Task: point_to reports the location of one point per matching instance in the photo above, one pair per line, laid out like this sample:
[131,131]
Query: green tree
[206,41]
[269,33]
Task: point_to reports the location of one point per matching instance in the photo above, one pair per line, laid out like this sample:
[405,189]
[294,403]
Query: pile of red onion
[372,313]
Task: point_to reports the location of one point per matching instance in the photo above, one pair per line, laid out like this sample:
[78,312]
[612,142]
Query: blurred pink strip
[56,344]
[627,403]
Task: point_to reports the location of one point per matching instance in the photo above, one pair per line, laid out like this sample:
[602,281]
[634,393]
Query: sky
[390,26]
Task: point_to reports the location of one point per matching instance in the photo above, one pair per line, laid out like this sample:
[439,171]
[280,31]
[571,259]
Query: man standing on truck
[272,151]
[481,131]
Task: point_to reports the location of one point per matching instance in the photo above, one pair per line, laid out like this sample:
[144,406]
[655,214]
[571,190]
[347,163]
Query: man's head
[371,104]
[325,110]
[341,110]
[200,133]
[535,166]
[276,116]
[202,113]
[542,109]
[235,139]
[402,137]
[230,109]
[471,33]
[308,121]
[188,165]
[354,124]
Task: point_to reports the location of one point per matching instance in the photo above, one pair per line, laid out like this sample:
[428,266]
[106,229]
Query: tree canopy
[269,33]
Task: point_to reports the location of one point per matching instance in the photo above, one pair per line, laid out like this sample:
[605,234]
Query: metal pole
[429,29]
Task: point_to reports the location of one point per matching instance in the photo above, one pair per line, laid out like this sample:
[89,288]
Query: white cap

________

• [Work task] An exact repetition of all the entries is required.

• [Answer section]
Task: point_to reports the location of one point per matching instance in the photo above, one pair per line, laid out like this sample:
[131,131]
Query: green tree
[206,41]
[269,33]
Task: point_to reports the location of one point per matching instance in the photo above, one pair per line, laid out like this sample:
[405,189]
[294,403]
Query: pile of red onion
[372,313]
Task: point_to reports the location of one point per matching instance in the photo above, one pair per line, laid out like this sample:
[78,312]
[612,142]
Query: blurred pink strip
[56,344]
[627,403]
Task: point_to reports the location of one point per matching instance in the photo above, one pair per line, laid out like this sample:
[602,281]
[634,393]
Query: sky
[390,26]
Task: point_to reports the location of one point per matching instance in the photo above, one pair per line, laid out like this sample:
[439,171]
[280,31]
[571,259]
Query: man standing on truck
[272,151]
[481,131]
Task: point_to reports the location of one point per matching instance in the photo above, one pair per line, laid out like this sample:
[144,406]
[655,214]
[571,190]
[347,163]
Query: man's head
[371,104]
[325,110]
[341,110]
[200,133]
[535,166]
[276,116]
[202,113]
[542,109]
[235,139]
[402,137]
[230,109]
[471,33]
[308,121]
[188,165]
[354,124]
Task: point_to reports the location of one point per matching instance in the photo above, one pair per line, laid out like this sample:
[428,266]
[106,229]
Query: tree canopy
[269,33]
Task: point_to reports the location of one point per matching instance in the photo above, one pair per line, laid out like this sample:
[605,234]
Query: metal pole
[429,29]
Task: point_to reports the location of one point per matching instance in the photo above, one pair per line, laid out like this sample:
[89,288]
Query: white cap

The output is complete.